- **EXTRAIT DU TEXTE**
La substitution du graphène pour les contacts métalliques ou les couches interconnectrices s’appuie sur son absence de bandgap et sa grande durée de relaxation du moment, permettant une conduction quasi-idéale. En parallèle, le nitrure de bore hexagonal (h-BN), en tant que matériau isolant doté d’une large bande interdite supérieure à 5 eV, d’une faible constante diélectrique et d’une conductivité thermique élevée, se positionne comme un excellent diélectrique dans les couches de passivation et dans les interfaces des dispositifs 2D. Son rôle est crucial pour optimiser les performances électroniques tout en limitant les pertes thermiques.

Les progrès dans la fabrication de circuits intégrés à base de semi-conducteurs 2D se manifestent par la réalisation de transistors NMOS et PMOS, de jonctions métal–semi-conducteur ou semi-conducteur–semi-conducteur (notamment dans les hétérostructures Van der Waals), ainsi que d’inverseurs logiques. Néanmoins, la conception de microprocesseurs complets reste un défi, avec peu d’exemples à ce jour. Par exemple, un microprocesseur composé de 115 transistors à base de MoS₂ monocouche a été développé, démontrant la viabilité de circuits logiques complexes fabriqués par dépôt chimique en phase vapeur (CVD) sur des wafers de silicium. L’intégration de réseaux NMOS en mode enhancement avec des interconnexions Ti/Au et des oxydes de porte en Al₂O₃ témoigne de la maîtrise croissante des procédés de fabrication.

Les caractéristiques des transistors à effet de champ (FET) réalisés avec ces matériaux montrent des mobilités variables, des courants de saturation élevés, et des rapports de commutation (on/off) pouvant atteindre plusieurs ordres de grandeur, parfois supérieurs à 10⁶. Ces performances sont obtenues grâce à des innovations telles que l’utilisation de nanotubes de carbone pour électrodes de grille, des interfaces tampons comme Y₂O₃ pour réduire les défauts à l’interface, ou encore l’encapsulation par AlOx pour stabiliser les contacts. La diversité des architectures, allant du transistor latéral classique aux structures verticales avec empilement de couches ultra-minces, illustre la richesse des approches technologiques.

- **DONNÉES EXTRAITES**
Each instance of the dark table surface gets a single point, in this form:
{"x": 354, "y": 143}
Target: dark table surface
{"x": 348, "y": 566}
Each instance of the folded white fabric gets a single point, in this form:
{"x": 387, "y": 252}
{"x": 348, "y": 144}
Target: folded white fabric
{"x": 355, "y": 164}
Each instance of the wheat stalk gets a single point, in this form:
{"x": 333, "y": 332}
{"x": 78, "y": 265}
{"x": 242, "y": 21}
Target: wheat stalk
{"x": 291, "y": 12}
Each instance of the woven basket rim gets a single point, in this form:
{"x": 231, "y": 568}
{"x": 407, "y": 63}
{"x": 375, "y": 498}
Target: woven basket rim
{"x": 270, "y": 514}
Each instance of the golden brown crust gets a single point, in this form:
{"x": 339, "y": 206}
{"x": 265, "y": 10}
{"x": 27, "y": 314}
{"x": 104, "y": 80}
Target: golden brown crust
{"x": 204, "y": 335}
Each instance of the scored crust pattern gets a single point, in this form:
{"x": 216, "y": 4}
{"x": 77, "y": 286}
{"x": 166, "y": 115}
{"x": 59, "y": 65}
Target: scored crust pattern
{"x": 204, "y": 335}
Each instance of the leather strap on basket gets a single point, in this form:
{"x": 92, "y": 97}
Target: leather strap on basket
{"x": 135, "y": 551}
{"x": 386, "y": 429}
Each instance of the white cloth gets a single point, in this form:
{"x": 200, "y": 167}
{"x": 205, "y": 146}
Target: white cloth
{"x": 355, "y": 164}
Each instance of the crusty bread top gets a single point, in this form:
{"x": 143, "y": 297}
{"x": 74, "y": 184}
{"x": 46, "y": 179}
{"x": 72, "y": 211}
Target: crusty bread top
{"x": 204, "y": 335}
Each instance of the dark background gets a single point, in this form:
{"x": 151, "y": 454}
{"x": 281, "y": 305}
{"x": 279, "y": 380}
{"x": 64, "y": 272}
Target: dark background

- **TRAVAIL À RÉALISER**
Réécrivez sous forme de liste, s'il vous plaît, le paragraphe de l'extrait du texte qui commence par « Les progrès dans la fabrication ». Conservez-en les faits principaux.

- **SOLUTION PROPOSÉE**
- Avancées dans les circuits intégrés à base de semi-conducteurs 2D : transistors NMOS et PMOS, jonctions métal–semi-conducteur ou semi-conducteur–semi-conducteur (notamment dans les hétérostructures Van der Waals), inverseurs logiques.
- Défi persistant : la conception de microprocesseurs complets, dont il existe peu d'exemples à ce jour.
- Exemple : un microprocesseur de 115 transistors à base de MoS₂ monocouche. Il démontre la viabilité de circuits logiques complexes fabriqués par dépôt chimique en phase vapeur (CVD) sur des wafers de silicium.
- Maîtrise croissante des procédés : intégration de réseaux NMOS en mode enhancement avec des interconnexions Ti/Au et des oxydes de porte en Al₂O₃.